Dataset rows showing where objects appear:
◆ ◆ ◆
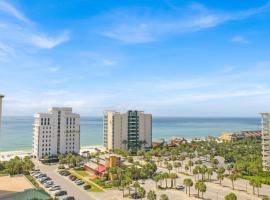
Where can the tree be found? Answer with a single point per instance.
(203, 171)
(252, 182)
(190, 164)
(151, 195)
(220, 177)
(141, 192)
(157, 178)
(233, 177)
(136, 185)
(164, 197)
(209, 173)
(188, 183)
(169, 167)
(166, 176)
(177, 165)
(196, 171)
(231, 196)
(173, 177)
(202, 187)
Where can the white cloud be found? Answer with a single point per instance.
(240, 39)
(54, 69)
(142, 26)
(46, 42)
(11, 10)
(22, 35)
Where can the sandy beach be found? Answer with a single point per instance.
(7, 155)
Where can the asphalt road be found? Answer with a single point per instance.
(71, 188)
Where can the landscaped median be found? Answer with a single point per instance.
(84, 176)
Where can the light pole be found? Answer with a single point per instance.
(1, 98)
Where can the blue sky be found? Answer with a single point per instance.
(167, 57)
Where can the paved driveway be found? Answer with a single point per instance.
(71, 188)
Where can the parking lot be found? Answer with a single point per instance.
(65, 183)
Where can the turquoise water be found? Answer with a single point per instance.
(16, 132)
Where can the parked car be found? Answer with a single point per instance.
(73, 178)
(69, 198)
(55, 187)
(87, 187)
(179, 187)
(60, 193)
(64, 173)
(79, 182)
(135, 196)
(44, 180)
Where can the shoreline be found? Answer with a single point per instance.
(90, 146)
(7, 155)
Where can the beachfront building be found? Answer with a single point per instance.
(265, 125)
(127, 130)
(56, 132)
(1, 98)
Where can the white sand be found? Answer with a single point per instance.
(7, 155)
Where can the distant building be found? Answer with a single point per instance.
(98, 166)
(232, 136)
(1, 98)
(265, 125)
(129, 130)
(227, 136)
(56, 132)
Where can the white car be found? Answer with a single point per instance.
(55, 187)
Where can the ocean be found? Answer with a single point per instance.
(16, 132)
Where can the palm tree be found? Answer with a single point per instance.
(233, 178)
(164, 197)
(196, 171)
(252, 182)
(220, 177)
(188, 183)
(151, 195)
(203, 171)
(125, 142)
(197, 186)
(157, 178)
(202, 187)
(231, 196)
(141, 192)
(186, 167)
(210, 173)
(190, 164)
(258, 185)
(169, 167)
(136, 185)
(123, 185)
(165, 176)
(173, 177)
(177, 165)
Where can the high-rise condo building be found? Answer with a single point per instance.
(1, 97)
(56, 132)
(265, 121)
(128, 130)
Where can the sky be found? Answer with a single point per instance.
(167, 57)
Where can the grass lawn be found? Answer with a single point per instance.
(32, 180)
(81, 172)
(94, 187)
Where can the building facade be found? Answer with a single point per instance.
◆ ◆ ◆
Lay out every line of the rows above as a Markdown table with the columns No. and Line, giving each line a number and skipping blank lines. Leave the pictures out of your answer.

The response:
| No. | Line |
|---|---|
| 1 | Where can the tree be found? Answer with a single point per instance. |
| 2 | (203, 171) |
| 3 | (252, 182) |
| 4 | (190, 164) |
| 5 | (151, 195) |
| 6 | (220, 177) |
| 7 | (141, 192) |
| 8 | (157, 178) |
| 9 | (233, 177) |
| 10 | (136, 185) |
| 11 | (164, 197) |
| 12 | (209, 173) |
| 13 | (188, 183) |
| 14 | (169, 167) |
| 15 | (166, 176) |
| 16 | (177, 165) |
| 17 | (196, 171) |
| 18 | (231, 196) |
| 19 | (173, 177) |
| 20 | (202, 187) |
| 21 | Where can the white cloud be found? Answer with a single point per instance. |
| 22 | (240, 39) |
| 23 | (54, 69) |
| 24 | (142, 26) |
| 25 | (46, 42) |
| 26 | (11, 10) |
| 27 | (22, 35) |
| 28 | Where can the sandy beach be found? Answer with a single point per instance. |
| 29 | (7, 155) |
| 30 | Where can the asphalt road be found? Answer with a single point per instance. |
| 31 | (71, 188) |
| 32 | Where can the landscaped median be found? Answer with a single point per instance. |
| 33 | (84, 176) |
| 34 | Where can the light pole be found? Answer with a single point per instance. |
| 35 | (1, 98) |
| 36 | Where can the blue sky be found? Answer with a single point per instance. |
| 37 | (167, 57) |
| 38 | Where can the paved driveway be found? Answer with a single point per instance. |
| 39 | (71, 188) |
| 40 | Where can the parking lot be found? Answer with a single point per instance. |
| 41 | (65, 183) |
| 42 | Where can the turquoise water be found? Answer with a single point per instance. |
| 43 | (16, 132) |
| 44 | Where can the parked car be found? Answer with a single point per instance. |
| 45 | (73, 178) |
| 46 | (69, 198) |
| 47 | (55, 187) |
| 48 | (87, 187) |
| 49 | (179, 187) |
| 50 | (60, 193) |
| 51 | (64, 173) |
| 52 | (79, 182) |
| 53 | (135, 196) |
| 54 | (44, 180) |
| 55 | Where can the shoreline be found? Answer with a single point per instance. |
| 56 | (90, 146) |
| 57 | (7, 155) |
| 58 | Where can the beachfront building be found? Answer with a single point per instance. |
| 59 | (265, 125) |
| 60 | (127, 130) |
| 61 | (56, 132) |
| 62 | (1, 98) |
| 63 | Where can the white sand be found? Answer with a single point per instance. |
| 64 | (7, 155) |
| 65 | Where can the distant building be found? Answer with a single point per instance. |
| 66 | (98, 166) |
| 67 | (232, 136) |
| 68 | (1, 98) |
| 69 | (265, 125) |
| 70 | (129, 130) |
| 71 | (227, 136) |
| 72 | (56, 132) |
| 73 | Where can the white car be found? Answer with a single point per instance. |
| 74 | (55, 187) |
| 75 | Where can the ocean be found? Answer with a single point per instance. |
| 76 | (16, 132) |
| 77 | Where can the palm tree be found? Answer with a single point per instance. |
| 78 | (233, 178) |
| 79 | (164, 197) |
| 80 | (196, 171) |
| 81 | (252, 182) |
| 82 | (220, 177) |
| 83 | (188, 183) |
| 84 | (151, 195) |
| 85 | (203, 171) |
| 86 | (125, 142) |
| 87 | (197, 186) |
| 88 | (157, 178) |
| 89 | (202, 187) |
| 90 | (231, 196) |
| 91 | (141, 192) |
| 92 | (186, 167) |
| 93 | (210, 173) |
| 94 | (190, 164) |
| 95 | (258, 185) |
| 96 | (169, 167) |
| 97 | (136, 185) |
| 98 | (123, 185) |
| 99 | (165, 176) |
| 100 | (173, 177) |
| 101 | (177, 165) |
| 102 | Where can the high-rise condo building be found? Answer with a single point per instance. |
| 103 | (1, 97) |
| 104 | (56, 132) |
| 105 | (265, 121) |
| 106 | (128, 130) |
| 107 | Where can the sky be found? Answer with a single point per instance. |
| 108 | (167, 57) |
| 109 | Where can the grass lawn be found? Answer with a single point per instance. |
| 110 | (32, 180) |
| 111 | (81, 172) |
| 112 | (94, 187) |
| 113 | Where can the building facade be found? Answer with a single point per instance. |